======== EXTRACTED MATERIAL
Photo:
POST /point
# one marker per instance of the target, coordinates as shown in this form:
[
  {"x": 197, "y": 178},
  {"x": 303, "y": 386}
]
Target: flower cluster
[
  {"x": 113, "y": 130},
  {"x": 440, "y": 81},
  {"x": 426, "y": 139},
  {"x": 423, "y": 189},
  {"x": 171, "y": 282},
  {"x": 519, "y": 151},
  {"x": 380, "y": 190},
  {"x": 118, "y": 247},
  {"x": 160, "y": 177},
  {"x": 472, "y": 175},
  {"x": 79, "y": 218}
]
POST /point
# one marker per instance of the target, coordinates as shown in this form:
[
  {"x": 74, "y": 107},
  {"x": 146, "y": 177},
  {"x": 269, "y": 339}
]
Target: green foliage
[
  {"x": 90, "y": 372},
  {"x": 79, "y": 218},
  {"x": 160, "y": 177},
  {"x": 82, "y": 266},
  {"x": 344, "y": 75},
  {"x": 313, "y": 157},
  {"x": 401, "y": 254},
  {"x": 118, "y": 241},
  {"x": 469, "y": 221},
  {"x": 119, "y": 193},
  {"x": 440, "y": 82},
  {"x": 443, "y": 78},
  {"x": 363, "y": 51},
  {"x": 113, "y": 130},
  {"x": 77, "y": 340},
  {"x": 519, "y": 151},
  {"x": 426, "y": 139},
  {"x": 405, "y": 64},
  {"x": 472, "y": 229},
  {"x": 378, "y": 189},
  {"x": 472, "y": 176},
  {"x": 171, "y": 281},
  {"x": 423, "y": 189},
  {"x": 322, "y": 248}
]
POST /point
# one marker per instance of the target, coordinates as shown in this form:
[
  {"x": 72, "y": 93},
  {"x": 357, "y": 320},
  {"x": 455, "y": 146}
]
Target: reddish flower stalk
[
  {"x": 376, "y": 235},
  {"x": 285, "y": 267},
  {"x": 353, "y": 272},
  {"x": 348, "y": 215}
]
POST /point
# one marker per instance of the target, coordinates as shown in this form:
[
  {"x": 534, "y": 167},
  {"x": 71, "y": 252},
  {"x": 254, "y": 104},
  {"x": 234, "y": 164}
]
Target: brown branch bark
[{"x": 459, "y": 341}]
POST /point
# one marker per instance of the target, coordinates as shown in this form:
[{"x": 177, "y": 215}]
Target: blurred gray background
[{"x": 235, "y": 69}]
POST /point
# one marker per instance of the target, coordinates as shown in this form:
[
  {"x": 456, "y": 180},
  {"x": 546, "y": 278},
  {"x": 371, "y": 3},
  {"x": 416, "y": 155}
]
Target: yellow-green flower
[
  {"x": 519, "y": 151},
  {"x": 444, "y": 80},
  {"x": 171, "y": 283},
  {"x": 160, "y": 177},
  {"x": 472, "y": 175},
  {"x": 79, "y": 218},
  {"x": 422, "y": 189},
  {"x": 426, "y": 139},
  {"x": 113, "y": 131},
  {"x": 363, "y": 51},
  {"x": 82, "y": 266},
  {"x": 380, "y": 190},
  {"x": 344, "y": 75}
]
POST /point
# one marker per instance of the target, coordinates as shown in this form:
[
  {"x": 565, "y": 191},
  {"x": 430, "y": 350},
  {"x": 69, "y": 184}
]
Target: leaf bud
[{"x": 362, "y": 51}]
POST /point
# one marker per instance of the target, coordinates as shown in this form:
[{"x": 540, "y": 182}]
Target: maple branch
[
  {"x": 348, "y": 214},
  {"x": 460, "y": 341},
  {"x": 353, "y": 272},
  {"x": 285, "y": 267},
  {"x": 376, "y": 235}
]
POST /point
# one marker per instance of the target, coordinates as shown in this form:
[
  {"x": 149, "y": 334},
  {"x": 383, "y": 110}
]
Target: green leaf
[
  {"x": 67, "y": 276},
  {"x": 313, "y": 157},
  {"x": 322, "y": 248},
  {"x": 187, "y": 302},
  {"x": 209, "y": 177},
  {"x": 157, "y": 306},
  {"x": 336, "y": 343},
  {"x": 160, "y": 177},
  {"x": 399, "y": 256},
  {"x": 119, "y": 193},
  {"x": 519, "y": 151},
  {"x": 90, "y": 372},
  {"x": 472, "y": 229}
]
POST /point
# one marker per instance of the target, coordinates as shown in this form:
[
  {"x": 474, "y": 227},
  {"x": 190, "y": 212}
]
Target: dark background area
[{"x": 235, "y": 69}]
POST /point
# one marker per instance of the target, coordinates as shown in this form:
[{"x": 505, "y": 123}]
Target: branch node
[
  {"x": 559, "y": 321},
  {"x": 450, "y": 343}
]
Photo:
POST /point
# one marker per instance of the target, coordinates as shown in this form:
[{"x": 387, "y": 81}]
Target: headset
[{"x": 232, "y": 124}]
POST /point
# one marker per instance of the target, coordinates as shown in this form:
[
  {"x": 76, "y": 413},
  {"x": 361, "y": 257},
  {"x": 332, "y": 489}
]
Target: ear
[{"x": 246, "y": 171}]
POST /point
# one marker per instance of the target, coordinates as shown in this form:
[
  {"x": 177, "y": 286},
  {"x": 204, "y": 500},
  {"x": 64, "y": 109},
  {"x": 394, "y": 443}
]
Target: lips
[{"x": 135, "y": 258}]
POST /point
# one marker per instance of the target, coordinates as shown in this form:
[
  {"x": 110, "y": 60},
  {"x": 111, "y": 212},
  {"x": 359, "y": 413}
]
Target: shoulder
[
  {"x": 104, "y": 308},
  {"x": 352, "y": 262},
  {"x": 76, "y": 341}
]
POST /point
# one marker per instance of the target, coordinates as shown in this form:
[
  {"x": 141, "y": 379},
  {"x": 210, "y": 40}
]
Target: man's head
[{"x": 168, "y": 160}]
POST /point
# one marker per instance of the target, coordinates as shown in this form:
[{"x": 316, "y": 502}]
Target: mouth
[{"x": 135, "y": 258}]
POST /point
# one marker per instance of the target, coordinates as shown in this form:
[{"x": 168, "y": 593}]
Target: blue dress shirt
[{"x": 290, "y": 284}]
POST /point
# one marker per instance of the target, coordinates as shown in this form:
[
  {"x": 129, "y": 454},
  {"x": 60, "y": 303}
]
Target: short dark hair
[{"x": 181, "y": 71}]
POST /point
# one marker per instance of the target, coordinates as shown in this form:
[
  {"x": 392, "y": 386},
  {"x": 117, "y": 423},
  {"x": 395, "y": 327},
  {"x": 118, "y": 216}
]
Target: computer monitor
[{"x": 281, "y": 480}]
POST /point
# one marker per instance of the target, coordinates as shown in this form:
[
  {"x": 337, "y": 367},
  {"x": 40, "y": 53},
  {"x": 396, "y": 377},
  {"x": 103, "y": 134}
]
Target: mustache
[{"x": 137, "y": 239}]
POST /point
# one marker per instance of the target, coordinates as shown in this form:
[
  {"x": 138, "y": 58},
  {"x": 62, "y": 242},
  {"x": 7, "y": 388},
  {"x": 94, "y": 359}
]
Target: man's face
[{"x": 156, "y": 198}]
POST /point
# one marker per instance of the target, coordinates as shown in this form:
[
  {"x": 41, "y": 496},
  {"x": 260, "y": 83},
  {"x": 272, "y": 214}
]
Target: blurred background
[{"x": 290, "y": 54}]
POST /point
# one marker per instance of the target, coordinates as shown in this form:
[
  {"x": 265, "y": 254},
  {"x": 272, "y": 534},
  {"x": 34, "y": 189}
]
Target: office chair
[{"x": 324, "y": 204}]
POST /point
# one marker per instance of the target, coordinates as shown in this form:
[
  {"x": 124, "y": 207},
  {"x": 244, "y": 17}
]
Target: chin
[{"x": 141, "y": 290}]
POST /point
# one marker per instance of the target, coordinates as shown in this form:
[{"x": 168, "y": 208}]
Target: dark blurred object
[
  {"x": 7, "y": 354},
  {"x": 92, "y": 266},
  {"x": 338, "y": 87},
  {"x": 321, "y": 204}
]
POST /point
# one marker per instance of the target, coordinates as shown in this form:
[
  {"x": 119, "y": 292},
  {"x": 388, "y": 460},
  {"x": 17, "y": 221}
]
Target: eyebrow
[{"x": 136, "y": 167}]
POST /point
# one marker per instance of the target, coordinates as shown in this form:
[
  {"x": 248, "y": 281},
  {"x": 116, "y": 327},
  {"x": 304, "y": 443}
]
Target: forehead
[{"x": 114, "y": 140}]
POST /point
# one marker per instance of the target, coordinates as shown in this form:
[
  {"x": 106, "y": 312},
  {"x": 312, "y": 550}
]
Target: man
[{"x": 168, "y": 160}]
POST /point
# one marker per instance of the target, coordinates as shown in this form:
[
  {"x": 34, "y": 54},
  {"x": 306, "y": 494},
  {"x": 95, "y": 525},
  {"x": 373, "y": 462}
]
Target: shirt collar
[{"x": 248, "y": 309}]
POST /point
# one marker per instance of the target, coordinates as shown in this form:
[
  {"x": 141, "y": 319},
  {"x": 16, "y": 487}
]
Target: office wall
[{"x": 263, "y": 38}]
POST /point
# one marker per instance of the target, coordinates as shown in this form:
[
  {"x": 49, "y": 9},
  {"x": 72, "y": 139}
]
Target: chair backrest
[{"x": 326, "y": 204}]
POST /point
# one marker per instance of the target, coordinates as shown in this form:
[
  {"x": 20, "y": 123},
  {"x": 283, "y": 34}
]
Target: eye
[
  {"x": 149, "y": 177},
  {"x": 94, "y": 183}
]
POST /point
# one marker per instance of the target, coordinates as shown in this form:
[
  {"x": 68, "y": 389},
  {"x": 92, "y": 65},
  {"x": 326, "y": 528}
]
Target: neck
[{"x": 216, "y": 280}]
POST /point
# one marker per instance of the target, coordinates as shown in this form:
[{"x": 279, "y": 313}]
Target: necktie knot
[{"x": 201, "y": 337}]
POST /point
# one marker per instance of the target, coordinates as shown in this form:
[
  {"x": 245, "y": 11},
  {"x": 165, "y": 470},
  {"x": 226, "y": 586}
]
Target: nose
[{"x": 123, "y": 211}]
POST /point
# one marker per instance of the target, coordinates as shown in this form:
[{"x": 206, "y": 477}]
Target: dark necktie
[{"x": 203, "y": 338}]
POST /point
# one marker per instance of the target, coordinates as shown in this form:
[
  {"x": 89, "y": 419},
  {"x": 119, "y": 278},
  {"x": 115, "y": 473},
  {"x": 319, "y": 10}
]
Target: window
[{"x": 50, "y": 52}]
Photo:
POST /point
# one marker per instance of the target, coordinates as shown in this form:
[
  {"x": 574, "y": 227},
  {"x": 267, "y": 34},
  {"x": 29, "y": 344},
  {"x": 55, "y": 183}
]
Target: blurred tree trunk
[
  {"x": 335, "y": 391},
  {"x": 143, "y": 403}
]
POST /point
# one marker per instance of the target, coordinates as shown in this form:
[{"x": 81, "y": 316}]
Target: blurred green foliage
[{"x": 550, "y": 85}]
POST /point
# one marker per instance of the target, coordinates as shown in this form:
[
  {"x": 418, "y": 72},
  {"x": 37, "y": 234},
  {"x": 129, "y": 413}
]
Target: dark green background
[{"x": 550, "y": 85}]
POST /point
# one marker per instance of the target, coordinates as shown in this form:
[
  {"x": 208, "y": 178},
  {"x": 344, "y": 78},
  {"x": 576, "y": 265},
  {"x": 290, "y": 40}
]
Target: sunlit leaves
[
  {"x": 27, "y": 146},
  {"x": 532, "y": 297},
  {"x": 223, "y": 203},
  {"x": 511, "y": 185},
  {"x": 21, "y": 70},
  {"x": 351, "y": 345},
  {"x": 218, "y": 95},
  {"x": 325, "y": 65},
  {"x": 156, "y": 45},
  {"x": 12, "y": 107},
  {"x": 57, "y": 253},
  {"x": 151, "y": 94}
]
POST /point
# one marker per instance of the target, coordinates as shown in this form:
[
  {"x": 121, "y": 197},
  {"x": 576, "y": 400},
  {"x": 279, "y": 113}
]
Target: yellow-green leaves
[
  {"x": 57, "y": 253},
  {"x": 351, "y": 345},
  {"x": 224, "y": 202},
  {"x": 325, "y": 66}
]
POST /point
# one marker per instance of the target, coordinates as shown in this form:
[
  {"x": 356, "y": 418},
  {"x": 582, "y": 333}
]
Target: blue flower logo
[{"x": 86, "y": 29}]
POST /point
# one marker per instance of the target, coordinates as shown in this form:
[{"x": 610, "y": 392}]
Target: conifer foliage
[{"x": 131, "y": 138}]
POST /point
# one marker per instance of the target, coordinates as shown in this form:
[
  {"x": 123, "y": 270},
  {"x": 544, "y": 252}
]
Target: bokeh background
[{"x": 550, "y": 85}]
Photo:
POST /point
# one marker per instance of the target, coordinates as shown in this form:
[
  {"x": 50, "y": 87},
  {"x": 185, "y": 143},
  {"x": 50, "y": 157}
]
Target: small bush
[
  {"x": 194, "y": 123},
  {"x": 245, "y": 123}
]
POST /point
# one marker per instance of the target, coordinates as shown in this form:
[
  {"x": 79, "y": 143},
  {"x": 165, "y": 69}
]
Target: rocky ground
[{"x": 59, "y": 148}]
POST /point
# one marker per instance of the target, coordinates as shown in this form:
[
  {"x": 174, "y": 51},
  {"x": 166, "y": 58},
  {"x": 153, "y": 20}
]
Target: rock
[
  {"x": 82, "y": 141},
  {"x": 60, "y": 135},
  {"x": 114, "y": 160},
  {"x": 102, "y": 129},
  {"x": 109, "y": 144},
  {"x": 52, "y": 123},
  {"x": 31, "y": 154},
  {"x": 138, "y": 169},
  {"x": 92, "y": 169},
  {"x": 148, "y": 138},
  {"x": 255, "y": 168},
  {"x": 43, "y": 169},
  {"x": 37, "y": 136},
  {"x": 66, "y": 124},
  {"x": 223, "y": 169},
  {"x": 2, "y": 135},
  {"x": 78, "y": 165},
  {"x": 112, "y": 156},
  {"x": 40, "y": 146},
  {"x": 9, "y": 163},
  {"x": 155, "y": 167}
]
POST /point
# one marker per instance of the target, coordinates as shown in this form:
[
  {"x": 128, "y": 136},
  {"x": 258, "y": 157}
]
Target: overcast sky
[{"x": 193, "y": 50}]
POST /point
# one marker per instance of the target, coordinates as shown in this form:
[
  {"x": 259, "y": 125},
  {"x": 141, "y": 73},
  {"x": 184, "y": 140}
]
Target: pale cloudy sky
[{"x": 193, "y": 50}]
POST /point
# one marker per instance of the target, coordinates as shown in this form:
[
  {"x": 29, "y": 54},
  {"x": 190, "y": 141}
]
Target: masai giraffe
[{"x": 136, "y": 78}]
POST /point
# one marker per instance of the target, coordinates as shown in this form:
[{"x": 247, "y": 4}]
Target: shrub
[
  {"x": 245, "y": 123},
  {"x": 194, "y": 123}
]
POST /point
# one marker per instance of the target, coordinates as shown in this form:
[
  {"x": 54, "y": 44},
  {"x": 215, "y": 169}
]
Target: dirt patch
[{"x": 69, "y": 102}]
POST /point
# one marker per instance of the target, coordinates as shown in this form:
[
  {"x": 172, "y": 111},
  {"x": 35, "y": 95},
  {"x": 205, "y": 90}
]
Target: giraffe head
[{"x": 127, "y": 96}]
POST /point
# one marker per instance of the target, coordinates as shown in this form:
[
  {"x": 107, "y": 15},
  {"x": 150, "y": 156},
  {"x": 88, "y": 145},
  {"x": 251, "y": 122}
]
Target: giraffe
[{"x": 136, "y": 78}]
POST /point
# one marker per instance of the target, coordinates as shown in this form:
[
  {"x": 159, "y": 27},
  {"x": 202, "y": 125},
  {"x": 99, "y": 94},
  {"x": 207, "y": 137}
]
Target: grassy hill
================
## [PROBLEM DESCRIPTION]
Pick out every line of the items above that contains the string "giraffe", and copy each of those lines. Case counts.

## [FULL OUTPUT]
Target: masai giraffe
Target: giraffe head
Target: giraffe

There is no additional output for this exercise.